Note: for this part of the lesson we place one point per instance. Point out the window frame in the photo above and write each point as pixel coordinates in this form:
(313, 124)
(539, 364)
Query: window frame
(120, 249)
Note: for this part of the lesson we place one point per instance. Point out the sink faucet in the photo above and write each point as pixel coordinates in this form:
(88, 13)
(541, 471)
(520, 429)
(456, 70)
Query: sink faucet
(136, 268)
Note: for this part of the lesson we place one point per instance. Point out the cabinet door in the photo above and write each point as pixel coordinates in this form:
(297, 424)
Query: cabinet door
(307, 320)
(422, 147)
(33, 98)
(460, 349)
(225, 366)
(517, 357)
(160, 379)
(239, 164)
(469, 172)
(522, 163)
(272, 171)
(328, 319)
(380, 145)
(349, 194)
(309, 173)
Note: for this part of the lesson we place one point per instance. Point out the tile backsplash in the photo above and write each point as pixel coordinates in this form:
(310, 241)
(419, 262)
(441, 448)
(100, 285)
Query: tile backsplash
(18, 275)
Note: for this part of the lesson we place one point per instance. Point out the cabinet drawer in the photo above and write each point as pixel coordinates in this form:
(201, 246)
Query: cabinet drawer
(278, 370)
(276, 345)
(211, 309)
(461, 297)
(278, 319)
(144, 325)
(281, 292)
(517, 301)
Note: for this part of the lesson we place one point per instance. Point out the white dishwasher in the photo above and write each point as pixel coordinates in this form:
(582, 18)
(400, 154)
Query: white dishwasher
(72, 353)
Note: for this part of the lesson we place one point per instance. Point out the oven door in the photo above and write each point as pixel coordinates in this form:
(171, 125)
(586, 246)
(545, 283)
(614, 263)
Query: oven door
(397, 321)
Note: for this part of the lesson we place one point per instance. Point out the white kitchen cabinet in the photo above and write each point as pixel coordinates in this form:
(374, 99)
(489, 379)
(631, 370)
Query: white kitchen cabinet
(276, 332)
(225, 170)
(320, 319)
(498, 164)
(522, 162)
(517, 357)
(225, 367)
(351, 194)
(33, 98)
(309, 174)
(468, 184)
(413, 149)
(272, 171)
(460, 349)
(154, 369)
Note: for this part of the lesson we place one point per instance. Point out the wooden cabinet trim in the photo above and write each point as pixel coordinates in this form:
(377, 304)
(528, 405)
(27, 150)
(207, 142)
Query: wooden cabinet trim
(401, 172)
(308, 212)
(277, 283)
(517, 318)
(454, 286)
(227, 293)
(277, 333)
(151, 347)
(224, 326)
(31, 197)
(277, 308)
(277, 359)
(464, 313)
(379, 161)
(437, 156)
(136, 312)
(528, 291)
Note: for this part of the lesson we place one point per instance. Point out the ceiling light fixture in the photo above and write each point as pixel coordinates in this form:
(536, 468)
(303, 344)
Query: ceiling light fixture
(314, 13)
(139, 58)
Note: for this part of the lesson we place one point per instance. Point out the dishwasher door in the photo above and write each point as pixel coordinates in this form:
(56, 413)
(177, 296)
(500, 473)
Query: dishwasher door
• • • • • • •
» **EXERCISE BRIEF**: Extract the full listing and reproduce each line exactly.

» **EXPECTED ANSWER**:
Note: for this part of the lesson we place one point per instance. Point out the window frame in the photo above and write each point as pixel coordinates in this form:
(313, 124)
(539, 364)
Query: window frame
(120, 249)
Note: for this part of the lesson we place one point per instance. Point out the sink faucet in the photo above and write each point as pixel coordinates in this form:
(88, 13)
(541, 471)
(520, 429)
(456, 70)
Query: sink faucet
(136, 268)
Note: for this part of the lesson we place one point per instance. Point out the cabinet door in the photo above and write each point as pixel coordinates in this form:
(297, 424)
Query: cabinet door
(307, 320)
(422, 147)
(33, 98)
(460, 349)
(225, 366)
(517, 357)
(160, 379)
(239, 164)
(469, 172)
(522, 163)
(272, 171)
(328, 319)
(380, 145)
(349, 194)
(309, 173)
Note: for this part of the lesson we place one point per instance. Point out the tile backsplash in the photo above and write each point as pixel coordinates in this form:
(310, 241)
(419, 262)
(441, 448)
(100, 285)
Query: tile backsplash
(18, 275)
Note: for this part of the lesson we place one point per instance. Point out the cabinet drawer in the photo above and write each point as pixel coordinates in this form:
(201, 246)
Query: cabinet drawer
(278, 370)
(276, 345)
(211, 309)
(461, 297)
(278, 319)
(144, 325)
(281, 292)
(517, 301)
Note: for this part of the lesson we place one point per instance. Point out the white dishwasher in the photo above and write each point as pixel coordinates in this form:
(582, 18)
(400, 154)
Query: white dishwasher
(72, 353)
Note: for this part of the lesson we place one point per instance. Point out the oven door in the photo above and write each point as pixel coordinates in this form:
(171, 125)
(586, 246)
(545, 283)
(614, 263)
Query: oven door
(397, 321)
Note: for this part of the lesson we place one point per instance. Point out the white kitchen cabinet in the photo above and write each point as pixel coordinates in this form:
(374, 99)
(489, 379)
(631, 370)
Query: white kitchen cabinet
(276, 332)
(225, 170)
(320, 319)
(498, 164)
(522, 162)
(517, 357)
(225, 367)
(351, 194)
(33, 98)
(309, 174)
(468, 184)
(413, 149)
(272, 171)
(460, 349)
(154, 369)
Note: for this part of the lesson we place one point per instance. Point out the wooden cabinet trim in the photo above and write each point as pixel coordinates in this form:
(377, 304)
(528, 405)
(27, 150)
(207, 142)
Query: wooden cabinet trim
(401, 172)
(308, 212)
(277, 283)
(517, 318)
(454, 286)
(227, 293)
(277, 333)
(151, 347)
(224, 326)
(31, 197)
(277, 308)
(277, 359)
(464, 313)
(379, 161)
(437, 156)
(136, 312)
(528, 291)
Note: for this part of the lesson we place one point per instance. Point out the ceiling light fixture in the photo above and write each point as pixel coordinates in this form:
(536, 468)
(303, 344)
Query: ceiling light fixture
(314, 13)
(139, 58)
Note: for this part of the lesson we place one point per instance. Point out the dishwasher door in the photo above and write each point as pixel coordinates in this form:
(56, 413)
(177, 296)
(500, 473)
Query: dishwasher door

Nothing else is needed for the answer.